- **INSTRUCTION**
Please reproduce the position identification listing below word for word, keeping every line in its original order.

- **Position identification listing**
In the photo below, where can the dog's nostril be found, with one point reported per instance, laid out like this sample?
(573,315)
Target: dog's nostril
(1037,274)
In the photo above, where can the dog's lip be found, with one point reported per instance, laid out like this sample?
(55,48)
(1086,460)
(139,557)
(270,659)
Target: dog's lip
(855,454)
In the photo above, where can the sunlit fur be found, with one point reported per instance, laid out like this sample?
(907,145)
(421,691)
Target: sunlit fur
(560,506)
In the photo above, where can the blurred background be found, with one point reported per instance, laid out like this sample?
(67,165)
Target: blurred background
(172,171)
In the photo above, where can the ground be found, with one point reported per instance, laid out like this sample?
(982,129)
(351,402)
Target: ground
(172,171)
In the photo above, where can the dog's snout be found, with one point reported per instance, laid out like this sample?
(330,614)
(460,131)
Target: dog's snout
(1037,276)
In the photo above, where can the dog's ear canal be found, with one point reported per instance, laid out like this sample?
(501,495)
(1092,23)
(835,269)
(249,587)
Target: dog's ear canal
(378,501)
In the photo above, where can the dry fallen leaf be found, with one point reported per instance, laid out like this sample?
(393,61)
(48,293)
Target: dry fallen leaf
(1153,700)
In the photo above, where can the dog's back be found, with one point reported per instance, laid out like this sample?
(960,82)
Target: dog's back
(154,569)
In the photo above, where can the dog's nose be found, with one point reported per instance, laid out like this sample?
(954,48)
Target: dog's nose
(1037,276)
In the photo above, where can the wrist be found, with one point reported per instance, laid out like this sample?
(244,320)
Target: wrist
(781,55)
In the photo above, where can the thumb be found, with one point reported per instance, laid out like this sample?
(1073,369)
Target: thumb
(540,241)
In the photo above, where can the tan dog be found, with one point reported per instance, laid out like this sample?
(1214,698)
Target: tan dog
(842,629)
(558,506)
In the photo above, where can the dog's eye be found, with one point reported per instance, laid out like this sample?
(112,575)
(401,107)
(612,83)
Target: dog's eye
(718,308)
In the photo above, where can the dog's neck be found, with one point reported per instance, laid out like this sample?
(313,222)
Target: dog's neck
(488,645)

- **FINAL RESULT**
In the photo below, where can the dog's nostril be found, with one point reported per instance, laid out like this sample?
(573,315)
Target: dog's nostril
(1037,274)
In the photo above, where can the dog's lip be found, with one point reported per instance, laid out like this sample?
(55,48)
(1086,460)
(139,557)
(270,659)
Target: dog's lip
(855,454)
In the photo above, where can the sunlit fur be found, with one point reported per instance, laid out like this sample?
(907,145)
(421,691)
Target: sunlit fur
(560,506)
In the photo above, where can the blurred background be found, with one point reported per instance, laid out like this sample?
(67,165)
Target: blurred background
(172,171)
In the photo above, where can the ground be found, with one point reported per instance, laid out like this sample?
(982,129)
(351,402)
Target: ground
(172,171)
In the photo above, where can the dog's snout be found, with one point reported per instance, laid out like this sample?
(330,614)
(460,131)
Target: dog's snout
(1037,276)
In the photo above, where can the dog's ear canal be found, with one point reported per instance, laid out like this sample?
(501,495)
(1092,23)
(835,269)
(249,587)
Target: dog's ear canal
(378,501)
In the photo above, where can the dry fallen leaf be found, with one point reported per instance, laid out like this sample?
(393,61)
(48,293)
Target: dry fallen leaf
(1153,700)
In the photo above, where can the dog's back be found, with one point reported per instance, laid out like this sample?
(960,82)
Target: dog's back
(154,569)
In the photo above, where can the dog's nose be found, with one point reported per instance, laid out like this sample?
(954,48)
Target: dog's nose
(1037,276)
In the photo above, where can the wrist be found, with one point reported per instance, laid out like this sample?
(244,320)
Target: wrist
(781,55)
In the photo above, where can the thumb be found, with one point reported per instance, laid out like this sample?
(1073,369)
Target: thumb
(540,241)
In the photo above, where can the tan dog be found, with one point reported per instance, laid out like this sample?
(1214,698)
Target: tan dog
(842,629)
(558,506)
In the photo above, where can the dog's eye be found, with one point reported per instance, laid out like this sample?
(112,575)
(401,107)
(612,83)
Target: dog's eye
(718,308)
In the photo above, where can the dog's neck be found, with one point reported per instance, laid out like this sample?
(313,222)
Target: dog's neck
(488,645)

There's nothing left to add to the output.